>> Start

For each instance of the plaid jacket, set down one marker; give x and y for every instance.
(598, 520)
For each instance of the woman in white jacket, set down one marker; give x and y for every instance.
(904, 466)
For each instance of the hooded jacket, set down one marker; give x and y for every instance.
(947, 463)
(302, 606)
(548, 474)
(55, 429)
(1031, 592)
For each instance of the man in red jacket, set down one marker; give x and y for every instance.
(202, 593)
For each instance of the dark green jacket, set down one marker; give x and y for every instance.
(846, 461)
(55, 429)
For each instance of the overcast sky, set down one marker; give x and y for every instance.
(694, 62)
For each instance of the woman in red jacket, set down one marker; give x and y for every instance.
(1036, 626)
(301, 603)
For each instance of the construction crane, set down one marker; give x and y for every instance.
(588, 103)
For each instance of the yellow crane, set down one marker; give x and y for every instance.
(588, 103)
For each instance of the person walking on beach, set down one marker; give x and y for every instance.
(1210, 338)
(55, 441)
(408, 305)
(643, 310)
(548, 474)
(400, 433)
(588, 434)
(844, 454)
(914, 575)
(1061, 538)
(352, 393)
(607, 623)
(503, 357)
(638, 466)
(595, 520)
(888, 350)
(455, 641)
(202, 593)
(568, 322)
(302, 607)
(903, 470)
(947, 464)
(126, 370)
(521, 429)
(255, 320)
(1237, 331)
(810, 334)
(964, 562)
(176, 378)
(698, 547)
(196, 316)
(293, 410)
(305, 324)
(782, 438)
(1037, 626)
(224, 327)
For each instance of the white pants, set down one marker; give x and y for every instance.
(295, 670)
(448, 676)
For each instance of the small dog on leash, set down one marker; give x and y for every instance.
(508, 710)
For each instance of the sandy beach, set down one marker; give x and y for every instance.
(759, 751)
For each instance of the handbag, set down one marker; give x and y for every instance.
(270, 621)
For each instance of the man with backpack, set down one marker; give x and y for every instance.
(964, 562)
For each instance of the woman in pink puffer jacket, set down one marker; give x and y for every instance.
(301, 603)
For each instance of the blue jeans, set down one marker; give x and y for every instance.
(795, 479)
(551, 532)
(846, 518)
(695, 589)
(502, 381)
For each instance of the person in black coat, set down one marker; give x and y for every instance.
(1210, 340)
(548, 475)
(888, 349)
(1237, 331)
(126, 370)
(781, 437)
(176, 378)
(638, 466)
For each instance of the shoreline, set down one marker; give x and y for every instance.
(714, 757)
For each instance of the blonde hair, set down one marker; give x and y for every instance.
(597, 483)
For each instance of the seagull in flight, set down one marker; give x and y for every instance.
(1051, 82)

>> End

EXERCISE
Turn the entries into a Markdown table with the columns Row and Line, starting at the line that contains "For each instance of the seagull" and stopping after the final line of the entries. Leave out blank lines.

SOLUTION FOR THIS EXERCISE
| Row | Line |
|---|---|
| 1 | For each instance of the seagull in flight, set down one marker; give x and y for every instance. |
| 2 | (1051, 82) |